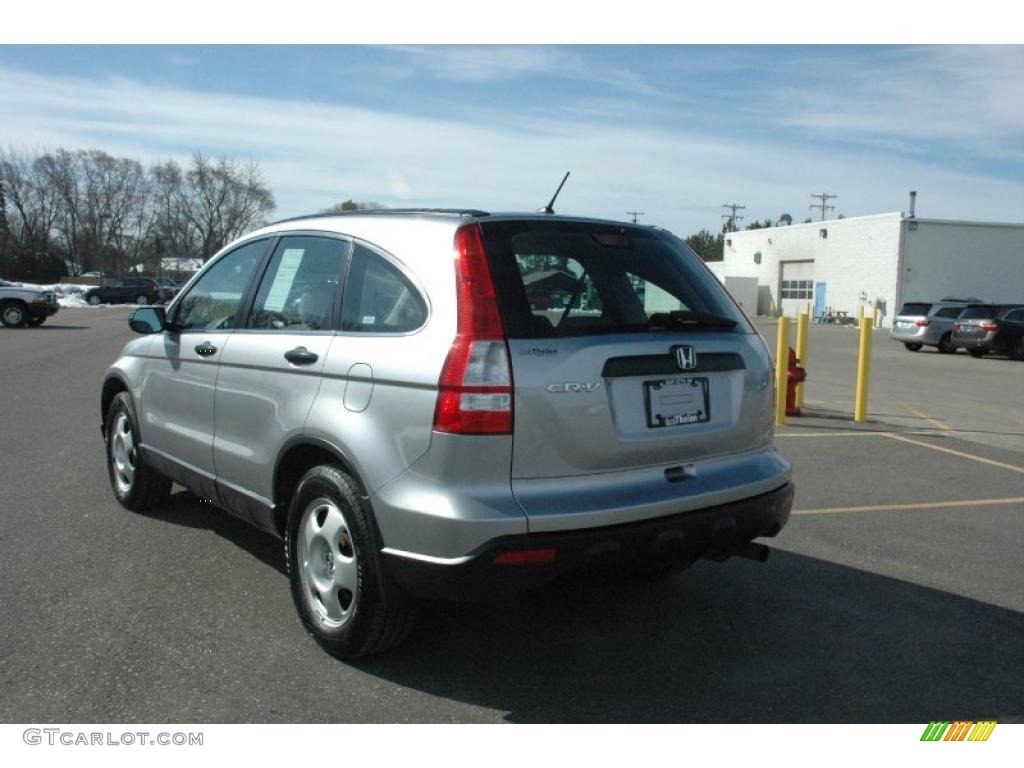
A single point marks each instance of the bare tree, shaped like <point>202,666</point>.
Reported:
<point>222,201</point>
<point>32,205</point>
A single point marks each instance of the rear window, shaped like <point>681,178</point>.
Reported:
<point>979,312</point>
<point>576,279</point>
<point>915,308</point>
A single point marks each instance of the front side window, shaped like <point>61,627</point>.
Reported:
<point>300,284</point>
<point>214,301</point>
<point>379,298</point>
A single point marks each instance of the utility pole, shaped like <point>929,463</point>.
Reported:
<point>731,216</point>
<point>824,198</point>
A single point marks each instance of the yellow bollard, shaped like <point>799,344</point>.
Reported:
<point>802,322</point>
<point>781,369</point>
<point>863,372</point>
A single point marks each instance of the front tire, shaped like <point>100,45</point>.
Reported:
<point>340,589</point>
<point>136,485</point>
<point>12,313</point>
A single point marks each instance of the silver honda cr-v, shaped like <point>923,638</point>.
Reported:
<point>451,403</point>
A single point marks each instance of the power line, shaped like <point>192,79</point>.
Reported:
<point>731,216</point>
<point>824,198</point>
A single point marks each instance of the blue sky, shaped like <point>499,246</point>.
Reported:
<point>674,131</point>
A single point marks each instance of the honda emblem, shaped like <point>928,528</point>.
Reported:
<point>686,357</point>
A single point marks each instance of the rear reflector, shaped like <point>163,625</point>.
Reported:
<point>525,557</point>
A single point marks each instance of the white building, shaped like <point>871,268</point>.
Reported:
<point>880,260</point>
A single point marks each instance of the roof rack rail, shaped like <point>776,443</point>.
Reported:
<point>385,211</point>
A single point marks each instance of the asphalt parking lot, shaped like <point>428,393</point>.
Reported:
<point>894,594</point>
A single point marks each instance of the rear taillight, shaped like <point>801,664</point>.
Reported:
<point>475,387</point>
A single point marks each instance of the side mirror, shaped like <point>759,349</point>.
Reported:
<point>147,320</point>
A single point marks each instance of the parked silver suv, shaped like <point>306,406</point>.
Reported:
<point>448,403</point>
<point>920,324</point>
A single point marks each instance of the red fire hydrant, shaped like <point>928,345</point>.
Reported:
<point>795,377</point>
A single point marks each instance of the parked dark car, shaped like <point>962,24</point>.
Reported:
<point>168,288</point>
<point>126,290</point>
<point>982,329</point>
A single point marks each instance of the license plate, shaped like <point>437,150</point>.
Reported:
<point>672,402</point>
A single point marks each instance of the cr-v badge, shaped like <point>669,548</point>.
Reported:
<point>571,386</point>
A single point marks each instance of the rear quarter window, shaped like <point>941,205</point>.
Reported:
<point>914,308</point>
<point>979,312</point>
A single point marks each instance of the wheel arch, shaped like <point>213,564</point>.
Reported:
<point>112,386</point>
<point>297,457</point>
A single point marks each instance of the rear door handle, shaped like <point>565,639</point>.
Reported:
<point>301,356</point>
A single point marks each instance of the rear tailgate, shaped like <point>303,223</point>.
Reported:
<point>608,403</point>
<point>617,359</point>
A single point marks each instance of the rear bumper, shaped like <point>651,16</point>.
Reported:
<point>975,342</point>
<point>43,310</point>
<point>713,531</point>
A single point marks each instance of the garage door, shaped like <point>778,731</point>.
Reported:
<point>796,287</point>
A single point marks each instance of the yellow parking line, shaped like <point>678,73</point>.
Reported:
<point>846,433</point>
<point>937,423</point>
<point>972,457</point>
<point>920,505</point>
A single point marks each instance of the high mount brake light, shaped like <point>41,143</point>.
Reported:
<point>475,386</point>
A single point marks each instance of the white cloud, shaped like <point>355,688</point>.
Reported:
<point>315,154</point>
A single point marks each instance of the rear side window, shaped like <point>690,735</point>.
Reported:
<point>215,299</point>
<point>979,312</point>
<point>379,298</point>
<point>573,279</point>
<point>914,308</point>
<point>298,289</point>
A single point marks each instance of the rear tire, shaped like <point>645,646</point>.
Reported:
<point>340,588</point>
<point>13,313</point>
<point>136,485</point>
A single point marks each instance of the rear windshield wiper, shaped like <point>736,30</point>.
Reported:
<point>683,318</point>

---

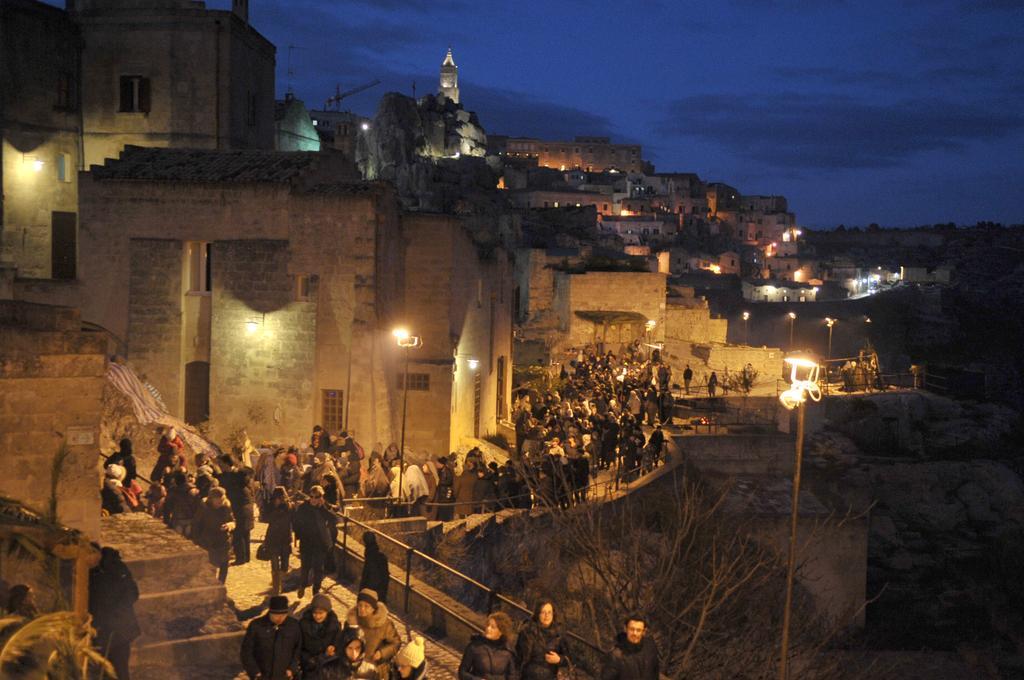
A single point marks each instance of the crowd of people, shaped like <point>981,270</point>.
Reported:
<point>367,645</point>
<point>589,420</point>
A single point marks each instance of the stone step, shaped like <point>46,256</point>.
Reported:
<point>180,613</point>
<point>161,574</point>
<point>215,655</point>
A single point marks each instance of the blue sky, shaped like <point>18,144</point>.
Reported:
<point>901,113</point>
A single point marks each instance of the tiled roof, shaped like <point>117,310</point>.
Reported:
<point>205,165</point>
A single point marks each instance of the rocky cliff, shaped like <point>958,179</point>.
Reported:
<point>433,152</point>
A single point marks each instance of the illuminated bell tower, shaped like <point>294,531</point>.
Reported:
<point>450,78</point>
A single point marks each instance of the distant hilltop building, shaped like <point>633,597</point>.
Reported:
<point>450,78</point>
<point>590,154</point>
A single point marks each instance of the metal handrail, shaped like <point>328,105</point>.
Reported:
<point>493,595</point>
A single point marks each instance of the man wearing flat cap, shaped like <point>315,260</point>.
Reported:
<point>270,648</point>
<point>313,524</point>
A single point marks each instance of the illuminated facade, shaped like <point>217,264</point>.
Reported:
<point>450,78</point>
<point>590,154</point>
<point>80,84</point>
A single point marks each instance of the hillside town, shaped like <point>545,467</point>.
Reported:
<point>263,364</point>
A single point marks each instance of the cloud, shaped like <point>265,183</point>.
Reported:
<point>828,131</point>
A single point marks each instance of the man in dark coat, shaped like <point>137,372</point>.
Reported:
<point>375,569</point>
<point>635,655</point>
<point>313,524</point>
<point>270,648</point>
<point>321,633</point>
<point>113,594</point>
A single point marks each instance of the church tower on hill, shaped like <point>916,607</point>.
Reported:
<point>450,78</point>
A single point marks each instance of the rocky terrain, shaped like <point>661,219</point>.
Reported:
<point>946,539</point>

Given instruction >> Identify each line in the records containing the string "tower", treating uppercase and lowercase letters as distinct, and copy every such line in full.

Expected answer >>
A single point marks each instance of the illuminated bell tower, shaped like <point>294,531</point>.
A single point marks each instance of the church tower on hill, shaped like <point>916,607</point>.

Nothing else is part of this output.